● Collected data
····················
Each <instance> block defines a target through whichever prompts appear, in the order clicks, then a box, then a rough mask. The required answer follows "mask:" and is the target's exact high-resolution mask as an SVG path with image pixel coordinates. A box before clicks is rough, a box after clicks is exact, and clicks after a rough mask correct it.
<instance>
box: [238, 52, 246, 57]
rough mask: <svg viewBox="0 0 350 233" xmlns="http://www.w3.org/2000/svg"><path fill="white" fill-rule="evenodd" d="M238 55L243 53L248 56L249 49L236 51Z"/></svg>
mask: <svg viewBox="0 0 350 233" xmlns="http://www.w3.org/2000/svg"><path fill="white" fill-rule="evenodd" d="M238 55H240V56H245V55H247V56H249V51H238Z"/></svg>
····················
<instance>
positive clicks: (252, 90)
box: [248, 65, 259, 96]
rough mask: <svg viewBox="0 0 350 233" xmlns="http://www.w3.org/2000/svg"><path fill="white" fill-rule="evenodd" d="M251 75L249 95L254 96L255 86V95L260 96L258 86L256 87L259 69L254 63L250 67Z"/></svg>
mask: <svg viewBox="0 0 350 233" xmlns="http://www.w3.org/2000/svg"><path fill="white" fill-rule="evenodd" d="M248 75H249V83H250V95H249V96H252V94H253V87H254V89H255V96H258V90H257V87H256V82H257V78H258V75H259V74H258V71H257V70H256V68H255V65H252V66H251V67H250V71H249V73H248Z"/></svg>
····················
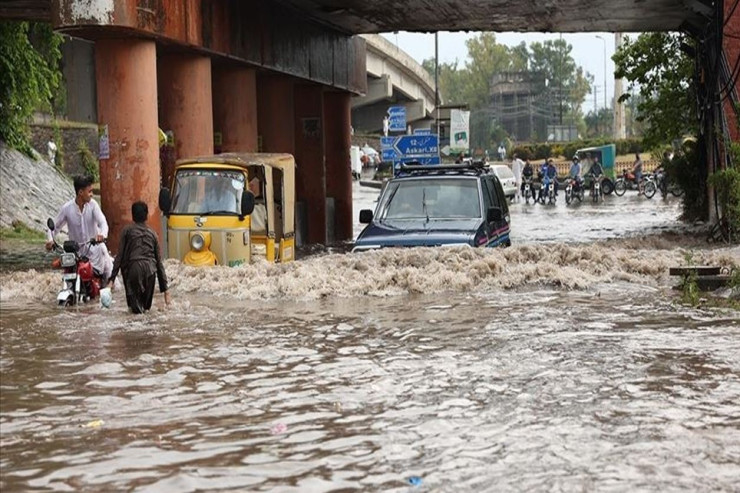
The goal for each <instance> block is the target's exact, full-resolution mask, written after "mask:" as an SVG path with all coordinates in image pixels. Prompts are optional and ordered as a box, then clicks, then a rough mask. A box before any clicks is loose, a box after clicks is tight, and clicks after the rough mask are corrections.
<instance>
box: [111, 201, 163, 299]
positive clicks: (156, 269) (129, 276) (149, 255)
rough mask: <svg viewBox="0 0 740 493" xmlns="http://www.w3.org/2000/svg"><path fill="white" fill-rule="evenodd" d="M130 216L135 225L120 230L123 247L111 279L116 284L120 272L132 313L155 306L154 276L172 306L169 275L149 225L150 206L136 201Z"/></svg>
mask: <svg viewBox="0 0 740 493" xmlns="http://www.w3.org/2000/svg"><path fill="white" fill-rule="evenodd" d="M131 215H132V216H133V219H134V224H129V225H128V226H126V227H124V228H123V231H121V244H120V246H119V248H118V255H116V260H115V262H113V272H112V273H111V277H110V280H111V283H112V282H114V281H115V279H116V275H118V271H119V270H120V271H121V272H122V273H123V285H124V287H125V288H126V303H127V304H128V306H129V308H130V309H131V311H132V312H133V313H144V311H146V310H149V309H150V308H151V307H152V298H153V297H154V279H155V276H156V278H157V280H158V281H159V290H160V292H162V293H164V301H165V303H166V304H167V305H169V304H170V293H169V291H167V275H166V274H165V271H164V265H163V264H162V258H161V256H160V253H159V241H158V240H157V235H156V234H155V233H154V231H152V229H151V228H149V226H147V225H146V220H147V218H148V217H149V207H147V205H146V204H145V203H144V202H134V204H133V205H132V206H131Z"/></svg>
····················
● Task prompt
In the records, which lines use the word "positive"? Report them.

● Written solution
positive clicks: (252, 90)
positive clicks: (156, 269) (129, 276) (149, 255)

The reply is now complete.